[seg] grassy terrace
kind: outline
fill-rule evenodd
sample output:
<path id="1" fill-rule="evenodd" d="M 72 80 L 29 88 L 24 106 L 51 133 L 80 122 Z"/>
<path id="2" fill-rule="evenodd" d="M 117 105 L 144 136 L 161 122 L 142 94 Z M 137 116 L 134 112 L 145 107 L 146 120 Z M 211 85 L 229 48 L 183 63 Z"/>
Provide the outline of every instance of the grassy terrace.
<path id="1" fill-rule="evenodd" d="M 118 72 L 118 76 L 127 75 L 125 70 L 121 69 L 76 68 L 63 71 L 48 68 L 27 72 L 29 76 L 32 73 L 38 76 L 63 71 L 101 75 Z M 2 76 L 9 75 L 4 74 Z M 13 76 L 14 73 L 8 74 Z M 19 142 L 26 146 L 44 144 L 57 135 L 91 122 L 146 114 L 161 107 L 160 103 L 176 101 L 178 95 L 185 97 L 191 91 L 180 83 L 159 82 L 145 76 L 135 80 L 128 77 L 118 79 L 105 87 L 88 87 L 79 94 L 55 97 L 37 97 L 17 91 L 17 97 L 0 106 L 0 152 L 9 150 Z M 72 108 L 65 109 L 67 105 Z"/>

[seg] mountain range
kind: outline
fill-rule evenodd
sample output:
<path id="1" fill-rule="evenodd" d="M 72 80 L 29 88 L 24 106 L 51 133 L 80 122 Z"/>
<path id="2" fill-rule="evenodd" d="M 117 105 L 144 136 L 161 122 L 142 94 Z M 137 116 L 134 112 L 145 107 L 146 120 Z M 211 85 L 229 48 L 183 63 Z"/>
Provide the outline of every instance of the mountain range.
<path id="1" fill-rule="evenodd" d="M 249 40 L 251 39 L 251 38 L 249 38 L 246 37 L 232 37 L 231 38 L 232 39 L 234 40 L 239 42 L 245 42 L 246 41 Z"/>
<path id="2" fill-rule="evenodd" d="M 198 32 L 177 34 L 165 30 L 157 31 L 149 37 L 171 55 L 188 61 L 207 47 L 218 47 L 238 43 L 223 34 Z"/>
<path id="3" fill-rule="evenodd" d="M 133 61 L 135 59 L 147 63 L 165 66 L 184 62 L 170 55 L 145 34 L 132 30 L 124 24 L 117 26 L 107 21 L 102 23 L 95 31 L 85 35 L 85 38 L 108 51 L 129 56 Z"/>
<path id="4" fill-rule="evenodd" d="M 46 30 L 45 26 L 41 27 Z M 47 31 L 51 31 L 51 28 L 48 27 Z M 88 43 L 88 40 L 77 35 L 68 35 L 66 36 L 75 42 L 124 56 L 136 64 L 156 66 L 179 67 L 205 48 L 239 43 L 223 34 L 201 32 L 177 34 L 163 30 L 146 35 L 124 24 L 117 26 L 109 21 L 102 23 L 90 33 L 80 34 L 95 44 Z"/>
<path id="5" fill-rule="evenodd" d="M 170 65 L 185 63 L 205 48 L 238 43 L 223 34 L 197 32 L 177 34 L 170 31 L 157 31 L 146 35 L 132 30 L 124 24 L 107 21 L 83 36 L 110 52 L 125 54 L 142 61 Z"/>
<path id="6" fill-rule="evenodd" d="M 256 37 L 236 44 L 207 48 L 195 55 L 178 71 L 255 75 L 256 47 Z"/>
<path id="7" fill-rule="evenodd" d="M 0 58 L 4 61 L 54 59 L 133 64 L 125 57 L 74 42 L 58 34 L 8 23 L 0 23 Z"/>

AIM OF THE EXERCISE:
Please reproduce the whole listing above, substituting "contour" for every occurrence of "outline" and changing nothing else.

RESPONSE TO THE EXERCISE:
[seg] grassy terrace
kind: contour
fill-rule evenodd
sample output:
<path id="1" fill-rule="evenodd" d="M 72 80 L 29 88 L 24 106 L 51 133 L 80 122 Z"/>
<path id="2" fill-rule="evenodd" d="M 117 105 L 144 136 L 161 122 L 142 94 Z M 137 116 L 134 112 L 145 107 L 146 120 Z M 211 85 L 229 48 L 183 63 Z"/>
Provide the contour of every instance of the grassy terrace.
<path id="1" fill-rule="evenodd" d="M 118 72 L 118 76 L 127 75 L 125 70 L 121 69 L 76 68 L 63 71 L 48 68 L 27 72 L 29 76 L 32 73 L 38 76 L 63 71 L 101 75 Z M 2 76 L 9 75 L 4 74 Z M 13 76 L 14 73 L 8 74 Z M 19 142 L 26 146 L 44 144 L 57 135 L 91 122 L 146 114 L 161 107 L 160 103 L 176 101 L 178 95 L 185 97 L 191 91 L 180 83 L 159 82 L 145 76 L 135 80 L 128 77 L 118 79 L 105 87 L 88 87 L 79 94 L 55 97 L 37 97 L 17 91 L 17 97 L 0 106 L 0 152 L 9 150 Z M 72 108 L 65 109 L 67 105 Z"/>

[seg] mountain range
kind: contour
fill-rule evenodd
sample output:
<path id="1" fill-rule="evenodd" d="M 72 80 L 29 88 L 24 106 L 51 133 L 80 122 Z"/>
<path id="2" fill-rule="evenodd" d="M 117 105 L 144 136 L 161 122 L 142 94 Z M 137 116 L 134 112 L 145 107 L 146 120 Z M 211 85 L 229 48 L 183 63 Z"/>
Provide the contour of every instance of the mountain range.
<path id="1" fill-rule="evenodd" d="M 249 40 L 251 39 L 251 38 L 249 38 L 246 37 L 232 37 L 231 38 L 232 39 L 234 40 L 239 42 L 245 42 L 246 41 Z"/>
<path id="2" fill-rule="evenodd" d="M 198 32 L 177 34 L 165 30 L 157 31 L 149 37 L 171 55 L 188 61 L 207 47 L 218 47 L 238 43 L 223 34 Z"/>
<path id="3" fill-rule="evenodd" d="M 133 61 L 135 59 L 147 63 L 165 66 L 184 62 L 170 55 L 145 34 L 132 30 L 124 24 L 117 26 L 107 21 L 102 23 L 95 31 L 85 35 L 85 38 L 108 51 L 129 56 Z"/>
<path id="4" fill-rule="evenodd" d="M 46 30 L 45 26 L 41 27 Z M 47 31 L 51 31 L 51 28 L 48 27 Z M 88 43 L 88 40 L 77 35 L 68 35 L 66 36 L 75 42 L 124 56 L 136 64 L 156 66 L 179 67 L 205 48 L 239 43 L 223 34 L 201 32 L 177 34 L 163 30 L 146 35 L 124 24 L 117 26 L 109 21 L 102 23 L 90 33 L 80 34 L 95 44 Z"/>
<path id="5" fill-rule="evenodd" d="M 170 65 L 185 63 L 205 48 L 238 43 L 223 34 L 197 32 L 177 34 L 170 31 L 157 31 L 146 35 L 132 30 L 124 24 L 107 21 L 83 36 L 110 52 L 125 54 L 142 61 Z"/>
<path id="6" fill-rule="evenodd" d="M 256 37 L 236 44 L 207 48 L 195 55 L 178 71 L 255 75 L 256 47 Z"/>
<path id="7" fill-rule="evenodd" d="M 0 58 L 4 61 L 54 59 L 133 64 L 125 57 L 74 42 L 58 34 L 8 23 L 0 23 Z"/>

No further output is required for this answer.